[CONSIGNE]
Répondez à ces questions sur l'extrait choisi :
1. Quel article du CESEDA l'extrait cite-t-il, et quel était son ancien numéro ?
2. Outre le fait de pénétrer de nouveau sans autorisation en France, quel autre fait cet article punit-il ?
3. Au sens de quel article de la directive la mesure coercitive est-elle entendue ?

[EXTRAIT CHOISI]
++++++++++++++++++++

10. Les moyens sont réunis.

11. L'article L. 824-11 du CESEDA, anciennement L. 624-1-1, punit le fait, pour un étranger, faisant l'objet d'une interdiction administrative du territoire, d'une interdiction de retour sur le territoire français, d'une décision d'expulsion ou d'une peine d'interdiction du territoire français, de pénétrer de nouveau sans autorisation en France. Il punit également le fait pour un étranger de se soustraire ou de tenter de se soustraire à l'exécution d'une mesure de refus d'entrée en France.

12. L'arrêt attaqué rappelle que la directive 2008/115/CE du Parlement européen et du Conseil du 16 décembre 2018, s'oppose à ce qu'un Etat membre soit amené à adopter une législation amenant à l'emprisonnement d'un étranger, au seul motif pris de son entrée ou de son séjour irrégulier, tant que la procédure de retour n'a pas été menée à son terme, ou sans que l'intéressé ait, au préalable, été soumis à une mesure coercitive, au sens de l'article 8 de cette même directive.

++++++++++++++++++++

[MATÉRIEL]
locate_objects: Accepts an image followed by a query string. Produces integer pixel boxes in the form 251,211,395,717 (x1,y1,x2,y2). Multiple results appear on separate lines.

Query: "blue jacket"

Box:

++++++++++++++++++++

[RÉPONSE RÉDIGÉE]
1. L'article L. 824-11 du CESEDA, anciennement L. 624-1-1.
2. Le fait pour un étranger de se soustraire ou de tenter de se soustraire à l'exécution d'une mesure de refus d'entrée en France.
3. Au sens de l'article 8 de cette même directive.